* 指示 *
以下の記録全体で「rough mask」をすべて「coarse mask」に書き換え、それ以外は一字も変えずに示す。

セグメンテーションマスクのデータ

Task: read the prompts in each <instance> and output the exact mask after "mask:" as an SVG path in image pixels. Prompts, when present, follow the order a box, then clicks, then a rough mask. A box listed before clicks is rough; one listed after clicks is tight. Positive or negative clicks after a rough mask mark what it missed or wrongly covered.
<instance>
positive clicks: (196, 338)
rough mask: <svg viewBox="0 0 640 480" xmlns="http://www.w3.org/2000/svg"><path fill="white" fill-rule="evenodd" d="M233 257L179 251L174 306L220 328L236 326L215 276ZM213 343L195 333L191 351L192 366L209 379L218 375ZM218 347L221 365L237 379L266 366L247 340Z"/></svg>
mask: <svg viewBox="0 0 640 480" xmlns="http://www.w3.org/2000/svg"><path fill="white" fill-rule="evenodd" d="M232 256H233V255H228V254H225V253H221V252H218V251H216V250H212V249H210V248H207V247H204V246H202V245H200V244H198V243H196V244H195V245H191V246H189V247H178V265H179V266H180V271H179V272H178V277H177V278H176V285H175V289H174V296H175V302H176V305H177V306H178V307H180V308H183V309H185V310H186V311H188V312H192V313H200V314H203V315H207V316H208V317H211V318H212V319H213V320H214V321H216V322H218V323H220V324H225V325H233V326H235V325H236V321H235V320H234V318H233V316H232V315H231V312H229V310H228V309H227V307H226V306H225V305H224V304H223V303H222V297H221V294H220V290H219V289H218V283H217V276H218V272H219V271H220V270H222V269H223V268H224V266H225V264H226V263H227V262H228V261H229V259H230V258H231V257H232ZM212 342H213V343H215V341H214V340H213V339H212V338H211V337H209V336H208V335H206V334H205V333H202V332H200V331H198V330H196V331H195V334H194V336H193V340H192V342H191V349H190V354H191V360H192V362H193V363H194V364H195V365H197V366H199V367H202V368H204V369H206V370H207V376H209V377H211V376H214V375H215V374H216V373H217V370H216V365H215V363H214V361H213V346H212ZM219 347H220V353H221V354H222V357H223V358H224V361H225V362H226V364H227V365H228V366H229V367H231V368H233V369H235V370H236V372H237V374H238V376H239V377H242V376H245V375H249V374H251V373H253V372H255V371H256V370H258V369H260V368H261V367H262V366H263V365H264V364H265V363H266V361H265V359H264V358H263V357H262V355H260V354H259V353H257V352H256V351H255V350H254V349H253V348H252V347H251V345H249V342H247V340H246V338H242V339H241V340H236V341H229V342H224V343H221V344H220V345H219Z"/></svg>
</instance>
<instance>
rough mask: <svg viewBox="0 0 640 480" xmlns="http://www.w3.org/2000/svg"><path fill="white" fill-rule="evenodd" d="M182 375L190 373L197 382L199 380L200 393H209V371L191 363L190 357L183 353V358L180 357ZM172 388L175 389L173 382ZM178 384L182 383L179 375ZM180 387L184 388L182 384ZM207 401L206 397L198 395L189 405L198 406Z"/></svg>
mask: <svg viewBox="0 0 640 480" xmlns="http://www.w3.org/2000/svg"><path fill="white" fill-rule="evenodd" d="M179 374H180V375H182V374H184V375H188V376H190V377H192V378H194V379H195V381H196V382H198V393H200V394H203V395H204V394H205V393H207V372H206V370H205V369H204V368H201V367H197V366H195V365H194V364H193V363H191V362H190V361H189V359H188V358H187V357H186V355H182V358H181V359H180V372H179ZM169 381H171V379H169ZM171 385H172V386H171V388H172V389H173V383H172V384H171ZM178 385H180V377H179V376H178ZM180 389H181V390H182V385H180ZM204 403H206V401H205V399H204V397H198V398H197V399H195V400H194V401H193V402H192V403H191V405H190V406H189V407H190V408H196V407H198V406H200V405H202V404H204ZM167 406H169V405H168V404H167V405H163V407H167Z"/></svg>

* 解答 *
Task: read the prompts in each <instance> and output the exact mask after "mask:" as an SVG path in image pixels. Prompts, when present, follow the order a box, then clicks, then a coarse mask. A box listed before clicks is rough; one listed after clicks is tight. Positive or negative clicks after a coarse mask mark what it missed or wrongly covered.
<instance>
positive clicks: (196, 338)
coarse mask: <svg viewBox="0 0 640 480" xmlns="http://www.w3.org/2000/svg"><path fill="white" fill-rule="evenodd" d="M233 257L179 251L174 306L220 328L236 326L215 276ZM213 343L195 333L191 351L192 366L209 379L218 375ZM218 347L221 365L237 379L266 366L247 340Z"/></svg>
mask: <svg viewBox="0 0 640 480" xmlns="http://www.w3.org/2000/svg"><path fill="white" fill-rule="evenodd" d="M232 256H233V255H228V254H225V253H221V252H218V251H216V250H212V249H210V248H207V247H204V246H202V245H200V244H198V243H196V244H195V245H191V246H189V247H178V265H179V266H180V271H179V272H178V277H177V278H176V285H175V289H174V296H175V302H176V305H177V306H178V307H180V308H183V309H185V310H186V311H188V312H192V313H200V314H203V315H207V316H208V317H211V318H212V319H213V320H214V321H216V322H218V323H220V324H225V325H233V326H235V325H236V321H235V320H234V318H233V316H232V315H231V312H229V310H228V309H227V307H226V306H225V305H224V304H223V303H222V297H221V294H220V290H219V289H218V283H217V276H218V272H219V271H220V270H222V269H223V268H224V266H225V264H226V263H227V262H228V261H229V259H230V258H231V257H232ZM212 342H213V343H215V341H214V340H213V339H212V338H211V337H209V336H208V335H206V334H205V333H202V332H200V331H198V330H196V331H195V334H194V336H193V340H192V342H191V349H190V354H191V360H192V362H193V363H194V364H195V365H197V366H199V367H202V368H204V369H206V370H207V376H209V377H211V376H214V375H215V374H216V373H217V370H216V365H215V363H214V361H213V346H212ZM219 347H220V353H221V354H222V357H223V358H224V361H225V362H226V364H227V365H228V366H229V367H231V368H233V369H235V370H236V372H237V374H238V376H239V377H242V376H245V375H249V374H251V373H253V372H255V371H256V370H258V369H260V368H261V367H262V366H263V365H264V364H265V363H266V361H265V359H264V358H263V357H262V355H260V354H259V353H257V352H256V351H255V350H254V349H253V348H252V347H251V345H249V342H247V340H246V338H242V339H241V340H236V341H229V342H224V343H221V344H220V345H219Z"/></svg>
</instance>
<instance>
coarse mask: <svg viewBox="0 0 640 480" xmlns="http://www.w3.org/2000/svg"><path fill="white" fill-rule="evenodd" d="M182 375L190 373L197 382L199 380L200 393H209V371L191 363L190 357L183 353V358L180 357ZM172 388L175 389L173 382ZM178 384L182 383L179 375ZM180 387L184 388L182 384ZM207 401L206 397L198 395L189 405L198 406Z"/></svg>
mask: <svg viewBox="0 0 640 480" xmlns="http://www.w3.org/2000/svg"><path fill="white" fill-rule="evenodd" d="M179 374H180V375H182V374H184V375H188V376H190V377H192V378H194V379H195V381H196V382H198V393H200V394H203V395H204V394H205V393H207V372H206V370H205V369H204V368H201V367H197V366H195V365H194V364H193V363H191V362H190V361H189V359H188V358H187V357H186V355H182V358H181V359H180V372H179ZM169 381H171V379H169ZM171 385H172V386H171V388H172V389H173V383H172V384H171ZM178 385H180V377H179V376H178ZM180 389H181V390H182V385H180ZM204 403H206V401H205V399H204V397H198V398H197V399H195V400H194V401H193V402H192V403H191V405H190V406H189V407H190V408H196V407H198V406H200V405H202V404H204ZM167 406H169V405H168V404H167V405H163V407H167Z"/></svg>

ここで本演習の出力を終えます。